[Items listed in a dataset]
--- begin ---

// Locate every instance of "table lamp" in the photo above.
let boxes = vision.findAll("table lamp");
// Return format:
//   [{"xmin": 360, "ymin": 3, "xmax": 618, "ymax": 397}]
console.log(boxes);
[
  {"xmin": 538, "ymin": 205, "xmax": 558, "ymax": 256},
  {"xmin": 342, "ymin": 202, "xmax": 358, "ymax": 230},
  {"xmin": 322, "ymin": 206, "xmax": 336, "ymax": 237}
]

--- end ---

→ **Instructions for the task**:
Please copy the rows above line for line, with no changes.

→ **The reply**:
// Locate every instance of "table lamp" in the photo above.
let boxes = vision.findAll("table lamp");
// Return format:
//   [{"xmin": 360, "ymin": 3, "xmax": 618, "ymax": 397}]
console.log(boxes);
[
  {"xmin": 538, "ymin": 205, "xmax": 558, "ymax": 256},
  {"xmin": 342, "ymin": 202, "xmax": 358, "ymax": 230},
  {"xmin": 322, "ymin": 206, "xmax": 336, "ymax": 237}
]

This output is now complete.